═══ Extracted entries
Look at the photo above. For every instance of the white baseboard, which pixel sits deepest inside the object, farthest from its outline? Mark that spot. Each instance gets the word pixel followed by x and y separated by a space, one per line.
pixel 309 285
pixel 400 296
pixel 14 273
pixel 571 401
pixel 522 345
══════
== Exercise requirements ==
The full data, transcribed without change, is the expected answer.

== Written reply ==
Look at the photo above. For every instance of the white baseboard, which pixel sits deepest inside the object, farthest from its outline? Mark that spot. Each instance gets the word pixel followed by x and y separated by a space, one per line.
pixel 309 285
pixel 400 296
pixel 14 273
pixel 571 401
pixel 522 345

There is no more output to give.